::: Available data :::

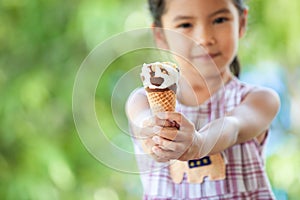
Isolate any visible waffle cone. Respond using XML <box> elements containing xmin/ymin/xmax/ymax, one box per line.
<box><xmin>146</xmin><ymin>89</ymin><xmax>176</xmax><ymax>115</ymax></box>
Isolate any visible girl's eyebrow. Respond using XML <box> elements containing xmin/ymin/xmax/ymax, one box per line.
<box><xmin>172</xmin><ymin>8</ymin><xmax>231</xmax><ymax>22</ymax></box>
<box><xmin>173</xmin><ymin>16</ymin><xmax>194</xmax><ymax>22</ymax></box>
<box><xmin>208</xmin><ymin>8</ymin><xmax>231</xmax><ymax>17</ymax></box>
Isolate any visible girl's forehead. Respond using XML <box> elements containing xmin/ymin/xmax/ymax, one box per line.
<box><xmin>164</xmin><ymin>0</ymin><xmax>236</xmax><ymax>16</ymax></box>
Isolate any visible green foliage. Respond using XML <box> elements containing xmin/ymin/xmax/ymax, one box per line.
<box><xmin>267</xmin><ymin>141</ymin><xmax>300</xmax><ymax>200</ymax></box>
<box><xmin>240</xmin><ymin>0</ymin><xmax>300</xmax><ymax>70</ymax></box>
<box><xmin>0</xmin><ymin>0</ymin><xmax>299</xmax><ymax>199</ymax></box>
<box><xmin>0</xmin><ymin>0</ymin><xmax>143</xmax><ymax>199</ymax></box>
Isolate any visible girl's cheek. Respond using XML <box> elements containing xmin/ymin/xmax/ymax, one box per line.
<box><xmin>165</xmin><ymin>31</ymin><xmax>193</xmax><ymax>57</ymax></box>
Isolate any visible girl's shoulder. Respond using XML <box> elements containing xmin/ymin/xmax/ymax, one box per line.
<box><xmin>232</xmin><ymin>77</ymin><xmax>280</xmax><ymax>104</ymax></box>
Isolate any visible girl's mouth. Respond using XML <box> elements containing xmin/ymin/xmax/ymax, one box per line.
<box><xmin>191</xmin><ymin>52</ymin><xmax>221</xmax><ymax>61</ymax></box>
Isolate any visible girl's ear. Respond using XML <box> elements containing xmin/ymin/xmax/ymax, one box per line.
<box><xmin>152</xmin><ymin>25</ymin><xmax>169</xmax><ymax>49</ymax></box>
<box><xmin>239</xmin><ymin>9</ymin><xmax>248</xmax><ymax>38</ymax></box>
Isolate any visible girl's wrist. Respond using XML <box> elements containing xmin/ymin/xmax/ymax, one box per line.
<box><xmin>192</xmin><ymin>117</ymin><xmax>240</xmax><ymax>158</ymax></box>
<box><xmin>191</xmin><ymin>131</ymin><xmax>205</xmax><ymax>159</ymax></box>
<box><xmin>181</xmin><ymin>131</ymin><xmax>204</xmax><ymax>161</ymax></box>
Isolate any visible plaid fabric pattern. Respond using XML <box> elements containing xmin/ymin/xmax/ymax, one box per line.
<box><xmin>132</xmin><ymin>77</ymin><xmax>275</xmax><ymax>199</ymax></box>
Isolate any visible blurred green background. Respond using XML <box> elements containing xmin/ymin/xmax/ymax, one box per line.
<box><xmin>0</xmin><ymin>0</ymin><xmax>299</xmax><ymax>199</ymax></box>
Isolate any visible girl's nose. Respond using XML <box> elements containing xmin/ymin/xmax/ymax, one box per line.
<box><xmin>194</xmin><ymin>27</ymin><xmax>216</xmax><ymax>46</ymax></box>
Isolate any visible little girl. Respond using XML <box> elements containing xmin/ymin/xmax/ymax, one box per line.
<box><xmin>126</xmin><ymin>0</ymin><xmax>280</xmax><ymax>199</ymax></box>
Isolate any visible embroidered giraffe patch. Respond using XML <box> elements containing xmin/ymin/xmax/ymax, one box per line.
<box><xmin>169</xmin><ymin>153</ymin><xmax>226</xmax><ymax>184</ymax></box>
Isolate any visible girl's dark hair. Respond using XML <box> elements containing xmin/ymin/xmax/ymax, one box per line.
<box><xmin>148</xmin><ymin>0</ymin><xmax>247</xmax><ymax>78</ymax></box>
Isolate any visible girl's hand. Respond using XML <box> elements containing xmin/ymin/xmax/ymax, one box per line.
<box><xmin>126</xmin><ymin>89</ymin><xmax>203</xmax><ymax>162</ymax></box>
<box><xmin>144</xmin><ymin>112</ymin><xmax>202</xmax><ymax>162</ymax></box>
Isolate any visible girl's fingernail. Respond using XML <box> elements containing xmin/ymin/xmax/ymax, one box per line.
<box><xmin>152</xmin><ymin>146</ymin><xmax>159</xmax><ymax>153</ymax></box>
<box><xmin>152</xmin><ymin>136</ymin><xmax>160</xmax><ymax>144</ymax></box>
<box><xmin>153</xmin><ymin>126</ymin><xmax>161</xmax><ymax>133</ymax></box>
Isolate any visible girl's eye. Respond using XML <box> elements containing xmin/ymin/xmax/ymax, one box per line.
<box><xmin>177</xmin><ymin>23</ymin><xmax>192</xmax><ymax>28</ymax></box>
<box><xmin>213</xmin><ymin>17</ymin><xmax>228</xmax><ymax>24</ymax></box>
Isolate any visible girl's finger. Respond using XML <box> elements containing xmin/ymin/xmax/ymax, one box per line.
<box><xmin>152</xmin><ymin>154</ymin><xmax>169</xmax><ymax>163</ymax></box>
<box><xmin>157</xmin><ymin>127</ymin><xmax>179</xmax><ymax>141</ymax></box>
<box><xmin>132</xmin><ymin>124</ymin><xmax>162</xmax><ymax>139</ymax></box>
<box><xmin>156</xmin><ymin>112</ymin><xmax>183</xmax><ymax>124</ymax></box>
<box><xmin>143</xmin><ymin>113</ymin><xmax>182</xmax><ymax>129</ymax></box>
<box><xmin>152</xmin><ymin>136</ymin><xmax>177</xmax><ymax>151</ymax></box>
<box><xmin>155</xmin><ymin>112</ymin><xmax>182</xmax><ymax>129</ymax></box>
<box><xmin>152</xmin><ymin>146</ymin><xmax>181</xmax><ymax>160</ymax></box>
<box><xmin>142</xmin><ymin>116</ymin><xmax>156</xmax><ymax>127</ymax></box>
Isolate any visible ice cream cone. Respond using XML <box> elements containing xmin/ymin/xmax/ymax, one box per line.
<box><xmin>146</xmin><ymin>89</ymin><xmax>176</xmax><ymax>115</ymax></box>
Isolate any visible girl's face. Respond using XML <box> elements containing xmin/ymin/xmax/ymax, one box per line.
<box><xmin>155</xmin><ymin>0</ymin><xmax>247</xmax><ymax>80</ymax></box>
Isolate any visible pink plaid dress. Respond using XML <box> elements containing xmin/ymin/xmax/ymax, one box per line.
<box><xmin>132</xmin><ymin>77</ymin><xmax>275</xmax><ymax>200</ymax></box>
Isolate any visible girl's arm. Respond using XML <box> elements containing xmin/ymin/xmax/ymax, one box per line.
<box><xmin>227</xmin><ymin>87</ymin><xmax>280</xmax><ymax>145</ymax></box>
<box><xmin>151</xmin><ymin>87</ymin><xmax>280</xmax><ymax>161</ymax></box>
<box><xmin>126</xmin><ymin>88</ymin><xmax>150</xmax><ymax>129</ymax></box>
<box><xmin>126</xmin><ymin>89</ymin><xmax>159</xmax><ymax>156</ymax></box>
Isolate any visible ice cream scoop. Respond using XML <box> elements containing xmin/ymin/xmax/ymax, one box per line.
<box><xmin>141</xmin><ymin>62</ymin><xmax>180</xmax><ymax>92</ymax></box>
<box><xmin>140</xmin><ymin>62</ymin><xmax>180</xmax><ymax>115</ymax></box>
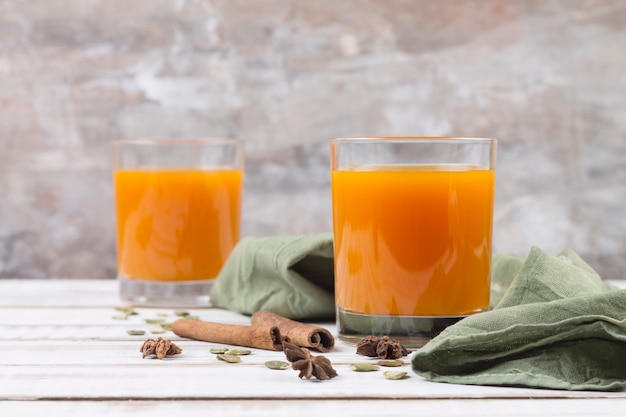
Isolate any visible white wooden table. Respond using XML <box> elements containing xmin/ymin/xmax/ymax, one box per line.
<box><xmin>1</xmin><ymin>279</ymin><xmax>625</xmax><ymax>417</ymax></box>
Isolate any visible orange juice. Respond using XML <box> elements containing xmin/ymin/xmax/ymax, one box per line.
<box><xmin>332</xmin><ymin>165</ymin><xmax>494</xmax><ymax>316</ymax></box>
<box><xmin>114</xmin><ymin>168</ymin><xmax>242</xmax><ymax>282</ymax></box>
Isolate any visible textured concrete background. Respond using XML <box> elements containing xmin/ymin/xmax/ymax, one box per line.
<box><xmin>0</xmin><ymin>0</ymin><xmax>625</xmax><ymax>279</ymax></box>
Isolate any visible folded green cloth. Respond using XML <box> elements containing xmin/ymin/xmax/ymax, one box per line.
<box><xmin>209</xmin><ymin>233</ymin><xmax>335</xmax><ymax>320</ymax></box>
<box><xmin>412</xmin><ymin>246</ymin><xmax>626</xmax><ymax>391</ymax></box>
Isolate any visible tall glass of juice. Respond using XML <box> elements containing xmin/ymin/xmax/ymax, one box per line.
<box><xmin>331</xmin><ymin>137</ymin><xmax>496</xmax><ymax>347</ymax></box>
<box><xmin>113</xmin><ymin>139</ymin><xmax>244</xmax><ymax>307</ymax></box>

:::

## [Exercise]
Please write out, exactly as they appear, the line that contains "Isolate any visible white" and every line after it up to the end of the entries above, and no others.

## [Response box]
Isolate any visible white wooden table. Respond using XML <box> elements containing xmin/ymin/xmax/ymax, one box per line.
<box><xmin>1</xmin><ymin>279</ymin><xmax>625</xmax><ymax>417</ymax></box>
Isolate any visible orange juice. Respond using XML <box> elements containing xmin/ymin/xmax/ymax, one box per line.
<box><xmin>332</xmin><ymin>165</ymin><xmax>494</xmax><ymax>316</ymax></box>
<box><xmin>114</xmin><ymin>168</ymin><xmax>242</xmax><ymax>282</ymax></box>
Isolate any visible textured concrete background. Respond using XML <box> elements containing xmin/ymin/xmax/ymax, one box per line.
<box><xmin>0</xmin><ymin>0</ymin><xmax>625</xmax><ymax>279</ymax></box>
Isolate any visible folded green cloth. Respond using XML <box> elements containing xmin/ymin/xmax/ymax, one box per line.
<box><xmin>209</xmin><ymin>233</ymin><xmax>335</xmax><ymax>320</ymax></box>
<box><xmin>412</xmin><ymin>246</ymin><xmax>626</xmax><ymax>391</ymax></box>
Isolate any visible tall glass of juice. Respond using XML <box> elements containing xmin/ymin/xmax/ymax, one box per line.
<box><xmin>331</xmin><ymin>137</ymin><xmax>496</xmax><ymax>347</ymax></box>
<box><xmin>113</xmin><ymin>139</ymin><xmax>244</xmax><ymax>307</ymax></box>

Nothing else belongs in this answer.